* _Exercises to complete_
A. In the forum thread, what is the name of the dog that the poster unaffected calls their first dog?
B. Rewrite the part of the forum thread that begins at the words "Thank you for" and stops after "siggy! So adorable!", using "forest" in place of "woods".

* _Quoted passage_
_ _ _ _
# Tail position in relation to happiness



## Megora (Jun 7, 2010)

Her tail looks relaxed + maybe she's a little tired. Her face looks happy though. 

The tail wag is a greeting or a message. It's not always indicative of happiness. I would only be concerned if her tail is tucked between her legs and she's exhibiting other signs of stress.


----------



## unaffected (Apr 13, 2011)

Megora said:


> Her tail looks relaxed + maybe she's a little tired. Her face looks happy though.
> 
> The tail wag is a greeting or a message. It's not always indicative of happiness. I would only be concerned if her tail is tucked between her legs and she's exhibiting other signs of stress.


Thank you for your reply! She did not show any signs of stress on the rail trail or in the woods. It was just a bit hard for me to tell if she was in fact having fun or not. I think you are spot-on with the comment about her maybe being tired. I'm trying to exercise her more than I had previously, so I think she is a bit more tired than normal.

And off topic, but I love the new pic in your siggy! So adorable!


----------



## Charliethree (Jul 18, 2010)

When her tail is straight down like that she is telling you she is not comfortable (confident) in that situation. The look on her face says she is a bit worried - the corners of her mouth pulled back and 'wrinkles' on her face, even her tongue held with just a little showing, indicate stress. More exposure and good experiences in those situations will help to build her confidence. As a rule of thumb, the lower the tail from natural position and tighter it is 'tucked' under the dog, the more 'uncomfortable' (unsure) the dog is.
It is great that you are aware that she is telling you something and that you are concerned enough to want to know what it is. Knowing what your dog looks like when she is happy and relaxed in a familiar environment can go a long ways to understanding how she is feeling when she is outside that familiar 'zone'.


----------



## unaffected (Apr 13, 2011)

Charliethree said:


> When her tail is straight down like that she is telling you she is not comfortable (confident) in that situation. The look on her face says she is a bit worried - the corners of her mouth pulled back and 'wrinkles' on her face, even her tongue held with just a little showing, indicate stress. More exposure and good experiences in those situations will help to build her confidence. As a rule of thumb, the lower the tail from natural position and tighter it is 'tucked' under the dog, the more 'uncomfortable' (unsure) the dog is.
> It is great that you are aware that she is telling you something and that you are concerned enough to want to know what it is. Knowing what your dog looks like when she is happy and relaxed in a familiar environment can go a long ways to understanding how she is feeling when she is outside that familiar 'zone'.


Thank you, Charliethree!

Perhaps I'm not quite as good at reading my dog as I like to think. I definitely do not think I'm an expert by any means. 

But I do think she is somewhat uncomfortable in the unfamiliar places. Because of this, should I continue on taking her? In hopes that she will feel at ease with time? Or will that be too much stress on her? 

Kelsey is my first dog, and I want to make sure I'm doing what I can to keep her happy and healthy.


----------



## GoldenCamper (Dec 21, 2009)

unaffected said:


> But I do think she is somewhat uncomfortable in the unfamiliar places. Because of this, should I continue on taking her? In hopes that she will feel at ease with time? Or will that be too much stress on her?


Get the girl out and about. By introducing new things to her you decrease any anxiety over time and they become a well rounded dog. Keep everything positive.
_ _ _ _
* _Given information_
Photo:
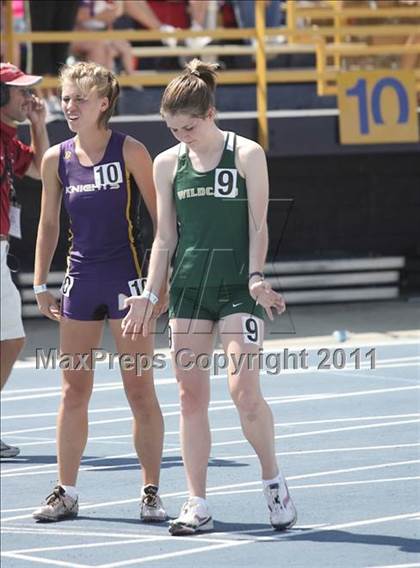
_ _ _ _
* _Answers for the tasks_
A. Kelsey

B.
Thank you for your reply! She did not show any signs of stress on the rail trail or in the forest. It was just a bit hard for me to tell if she was in fact having fun or not. I think you are spot-on with the comment about her maybe being tired. I'm trying to exercise her more than I had previously, so I think she is a bit more tired than normal.

And off topic, but I love the new pic in your siggy! So adorable!